Task:
Leave out the images and transcribe the entries below word for word.

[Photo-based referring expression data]
++++++++++

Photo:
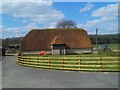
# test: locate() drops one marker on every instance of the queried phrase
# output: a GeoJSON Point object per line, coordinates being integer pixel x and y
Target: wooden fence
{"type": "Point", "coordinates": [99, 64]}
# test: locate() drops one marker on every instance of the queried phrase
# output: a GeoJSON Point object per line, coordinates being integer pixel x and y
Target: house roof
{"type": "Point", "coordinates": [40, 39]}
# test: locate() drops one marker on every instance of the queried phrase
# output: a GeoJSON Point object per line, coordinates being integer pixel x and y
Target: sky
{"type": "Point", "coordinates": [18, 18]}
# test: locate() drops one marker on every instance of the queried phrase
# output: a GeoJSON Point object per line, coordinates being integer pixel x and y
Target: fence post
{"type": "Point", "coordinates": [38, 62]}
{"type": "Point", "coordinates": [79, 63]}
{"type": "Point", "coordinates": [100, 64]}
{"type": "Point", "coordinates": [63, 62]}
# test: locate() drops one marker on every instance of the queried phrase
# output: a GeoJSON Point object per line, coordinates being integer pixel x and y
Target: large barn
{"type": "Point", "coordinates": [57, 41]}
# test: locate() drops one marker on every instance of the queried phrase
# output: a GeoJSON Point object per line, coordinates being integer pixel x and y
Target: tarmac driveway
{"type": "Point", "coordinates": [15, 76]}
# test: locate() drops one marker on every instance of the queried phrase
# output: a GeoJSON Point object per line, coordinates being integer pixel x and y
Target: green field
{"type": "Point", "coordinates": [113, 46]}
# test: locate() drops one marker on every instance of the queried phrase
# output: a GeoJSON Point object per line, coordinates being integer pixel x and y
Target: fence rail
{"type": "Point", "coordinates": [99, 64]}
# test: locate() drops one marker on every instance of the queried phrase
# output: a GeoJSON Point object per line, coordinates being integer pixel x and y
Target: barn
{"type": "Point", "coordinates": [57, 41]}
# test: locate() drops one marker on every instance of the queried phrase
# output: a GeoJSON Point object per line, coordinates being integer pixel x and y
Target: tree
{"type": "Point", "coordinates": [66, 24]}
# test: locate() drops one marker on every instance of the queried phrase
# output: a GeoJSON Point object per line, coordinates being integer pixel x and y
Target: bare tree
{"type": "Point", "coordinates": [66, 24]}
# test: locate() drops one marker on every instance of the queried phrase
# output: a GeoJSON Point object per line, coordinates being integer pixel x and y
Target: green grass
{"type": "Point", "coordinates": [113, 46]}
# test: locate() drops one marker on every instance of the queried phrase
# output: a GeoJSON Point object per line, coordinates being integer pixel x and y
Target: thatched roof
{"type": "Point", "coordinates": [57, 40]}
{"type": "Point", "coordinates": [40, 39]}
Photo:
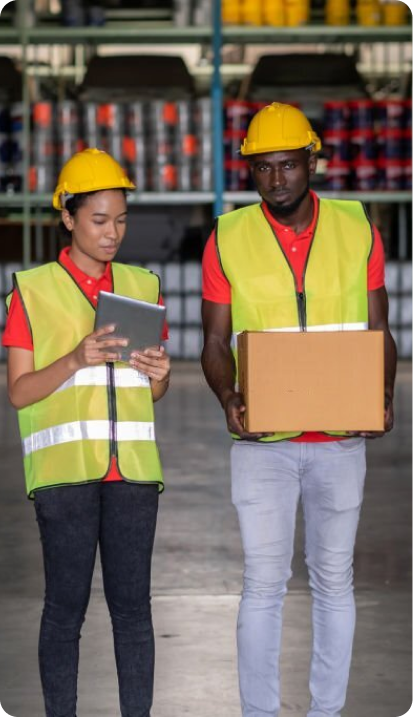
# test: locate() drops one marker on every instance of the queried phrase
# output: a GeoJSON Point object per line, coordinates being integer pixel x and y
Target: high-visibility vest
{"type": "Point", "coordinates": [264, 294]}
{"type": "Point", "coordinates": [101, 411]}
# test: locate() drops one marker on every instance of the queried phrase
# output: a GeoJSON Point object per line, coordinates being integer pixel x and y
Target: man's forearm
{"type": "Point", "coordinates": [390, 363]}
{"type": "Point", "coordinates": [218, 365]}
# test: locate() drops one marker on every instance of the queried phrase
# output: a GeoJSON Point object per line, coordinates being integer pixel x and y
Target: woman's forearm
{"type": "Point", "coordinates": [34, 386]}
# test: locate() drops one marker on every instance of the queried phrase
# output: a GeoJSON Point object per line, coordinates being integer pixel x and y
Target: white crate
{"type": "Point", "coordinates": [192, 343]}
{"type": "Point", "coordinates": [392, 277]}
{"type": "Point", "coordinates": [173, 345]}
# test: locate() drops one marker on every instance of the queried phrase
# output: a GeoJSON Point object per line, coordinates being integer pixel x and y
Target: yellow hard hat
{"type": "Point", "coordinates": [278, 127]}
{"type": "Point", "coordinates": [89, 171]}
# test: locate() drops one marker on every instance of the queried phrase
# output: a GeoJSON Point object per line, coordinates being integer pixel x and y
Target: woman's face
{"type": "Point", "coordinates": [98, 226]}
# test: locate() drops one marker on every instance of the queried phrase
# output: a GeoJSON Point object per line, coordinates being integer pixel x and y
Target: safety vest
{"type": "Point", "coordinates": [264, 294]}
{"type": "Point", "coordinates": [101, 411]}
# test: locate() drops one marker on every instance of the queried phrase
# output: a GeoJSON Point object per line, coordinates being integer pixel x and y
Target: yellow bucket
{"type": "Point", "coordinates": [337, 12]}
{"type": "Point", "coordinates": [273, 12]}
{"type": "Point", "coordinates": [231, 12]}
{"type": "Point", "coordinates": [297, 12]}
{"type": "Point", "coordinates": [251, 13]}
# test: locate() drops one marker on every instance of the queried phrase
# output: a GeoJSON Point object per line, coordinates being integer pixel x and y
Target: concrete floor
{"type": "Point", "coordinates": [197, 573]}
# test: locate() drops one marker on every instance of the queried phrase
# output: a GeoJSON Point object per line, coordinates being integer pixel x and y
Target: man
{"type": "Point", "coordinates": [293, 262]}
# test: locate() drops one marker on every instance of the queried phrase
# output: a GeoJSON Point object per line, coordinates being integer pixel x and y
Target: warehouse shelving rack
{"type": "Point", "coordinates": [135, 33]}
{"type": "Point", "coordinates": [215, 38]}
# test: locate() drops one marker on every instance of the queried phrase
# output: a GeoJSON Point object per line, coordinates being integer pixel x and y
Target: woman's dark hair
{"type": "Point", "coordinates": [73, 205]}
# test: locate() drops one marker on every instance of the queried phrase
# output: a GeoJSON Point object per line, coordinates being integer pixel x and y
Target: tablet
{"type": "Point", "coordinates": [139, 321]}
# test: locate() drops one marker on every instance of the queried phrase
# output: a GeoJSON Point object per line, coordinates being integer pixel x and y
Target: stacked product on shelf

++++++++++

Written response:
Photo:
# test: locate() drops one marker on every instance of the queried phrase
# output: a GeoJSON Point object per line, coordinates being integer pixel x and y
Target: wooden fence
{"type": "Point", "coordinates": [99, 64]}
# test: locate() drops one marker on every instance of the queried phrase
# output: a GeoJSON Point object per line, coordinates being integer pixel x and y
Target: house roof
{"type": "Point", "coordinates": [40, 39]}
# test: locate() drops one marker on every instance of the queried phrase
# output: a GeoJSON Point object per line, coordinates being integer pixel x and y
Target: sky
{"type": "Point", "coordinates": [18, 18]}
# test: locate() drops one marker on every instance of the queried phrase
# output: a GeoJSON Point object per line, coordinates being integer pixel x and y
Target: fence post
{"type": "Point", "coordinates": [38, 62]}
{"type": "Point", "coordinates": [79, 63]}
{"type": "Point", "coordinates": [100, 64]}
{"type": "Point", "coordinates": [63, 62]}
# test: locate() drops one marker on every instance of the queried phrase
# output: a GeoJSON Point object per line, coordinates being integer pixel x and y
Target: large barn
{"type": "Point", "coordinates": [57, 41]}
# test: locate() drops one marker on every instance of the queried phrase
# output: a GeoJSON Point object per line, coordinates being integer pixel x and y
Target: tarmac driveway
{"type": "Point", "coordinates": [15, 76]}
# test: locate() drops one marker on every instance of the queried phrase
# output: a GeoJSON Point object per line, coordinates being integer pixel x and y
Target: green field
{"type": "Point", "coordinates": [113, 46]}
# test: locate() drops one marker on every instance of the queried phrase
# output: a GeoJSON Point object per line, coordinates being integer pixel x and y
Target: fence rail
{"type": "Point", "coordinates": [99, 64]}
# test: locate() drops one marker on every instance of the queried phrase
# output: a GeoJSON Point object per line, coordinates being integer pixel x and y
Target: barn
{"type": "Point", "coordinates": [57, 41]}
# test: locate() drops one marker on every instance of the queried phrase
# output: a GeoJSON Point object per line, coordinates being integer pixel x and y
Target: tree
{"type": "Point", "coordinates": [66, 24]}
# test: locate() drops one marker on every instance of the queried phrase
# output: a GeoJSON Point object per line, coordinates being integer pixel x and y
Target: bare tree
{"type": "Point", "coordinates": [66, 24]}
# test: locate() drops one marker on every instance of the queried phrase
# output: a GeoJSON Point object per line, coordinates being integer pixel x and y
Target: green grass
{"type": "Point", "coordinates": [113, 46]}
# test: locate() drops one marker on every instance of the queried phrase
# output: a GeoJSON Point object per line, coordinates being integer pixel x and y
Target: thatched roof
{"type": "Point", "coordinates": [57, 40]}
{"type": "Point", "coordinates": [40, 39]}
Photo:
# test: locate() drops one marker on every instance of the queried phrase
# output: a GeoJSON Point object per line, coordinates being integer pixel x and y
Target: high-visibility vest
{"type": "Point", "coordinates": [264, 294]}
{"type": "Point", "coordinates": [101, 411]}
# test: locate() drops one marker on every instance of the queried phrase
# output: a GeoJSON Point object per line, coordinates being integer pixel x and y
Target: man's forearm
{"type": "Point", "coordinates": [390, 363]}
{"type": "Point", "coordinates": [218, 365]}
# test: locate() drops one marker on every instance of the queried phrase
# output: a GeoJSON Point object per line, coordinates being integer pixel x and y
Target: woman's forearm
{"type": "Point", "coordinates": [34, 386]}
# test: locate() drops one marker on every instance of the queried phrase
# output: a GeoJSON Point object per line, coordinates being integer pixel x and y
Target: white crate
{"type": "Point", "coordinates": [192, 343]}
{"type": "Point", "coordinates": [392, 277]}
{"type": "Point", "coordinates": [173, 345]}
# test: locate() drops one marker on every instance of the queried phrase
# output: a GeoJSON Point object per line, coordinates being integer pixel x and y
Target: yellow hard hat
{"type": "Point", "coordinates": [278, 127]}
{"type": "Point", "coordinates": [89, 171]}
# test: locate() drops one marker on every instance of the queried phrase
# output: a GeoJSON Point object per line, coordinates being integer pixel x and y
Target: woman's face
{"type": "Point", "coordinates": [98, 226]}
# test: locate() drops one marker on every instance of the queried phrase
# output: a GeoJSON Point object per line, coordinates being integer pixel x and y
Target: safety vest
{"type": "Point", "coordinates": [264, 294]}
{"type": "Point", "coordinates": [101, 411]}
# test: locate() drops one marker on every instance of the queried phrase
# output: a GeoJSON Point object per line, coordinates being integer pixel x and y
Target: yellow bucket
{"type": "Point", "coordinates": [337, 12]}
{"type": "Point", "coordinates": [273, 12]}
{"type": "Point", "coordinates": [231, 12]}
{"type": "Point", "coordinates": [297, 12]}
{"type": "Point", "coordinates": [251, 13]}
# test: locate() drops one marker on every instance of the queried phrase
# output: a GeoJSON Point object per line, coordinates being integer pixel x and y
Target: concrete floor
{"type": "Point", "coordinates": [197, 573]}
# test: locate() drops one marker on every instance of the queried phrase
# output: a GeoJSON Point object per line, coordinates being integer pixel x and y
Target: man
{"type": "Point", "coordinates": [293, 262]}
# test: locate() drops one marker on every instance of the queried phrase
# output: a GeoJSON Point object per line, coordinates being integer pixel x and y
Target: warehouse shelving rack
{"type": "Point", "coordinates": [135, 33]}
{"type": "Point", "coordinates": [215, 38]}
# test: locate() drops one marker on every instance of the queried phrase
# output: a GeoJSON Point object per line, coordinates being integer pixel x and y
Target: woman's dark hair
{"type": "Point", "coordinates": [73, 205]}
# test: locate() drops one marker on every instance of the queried phrase
# output: a GeoJSON Point object per line, coordinates being integer pixel x and y
Target: tablet
{"type": "Point", "coordinates": [139, 321]}
# test: locate() drops one marker on every instance of the queried phrase
# output: a GeoJSON Point object per line, coordinates being integer pixel x and y
Target: stacked product on shelf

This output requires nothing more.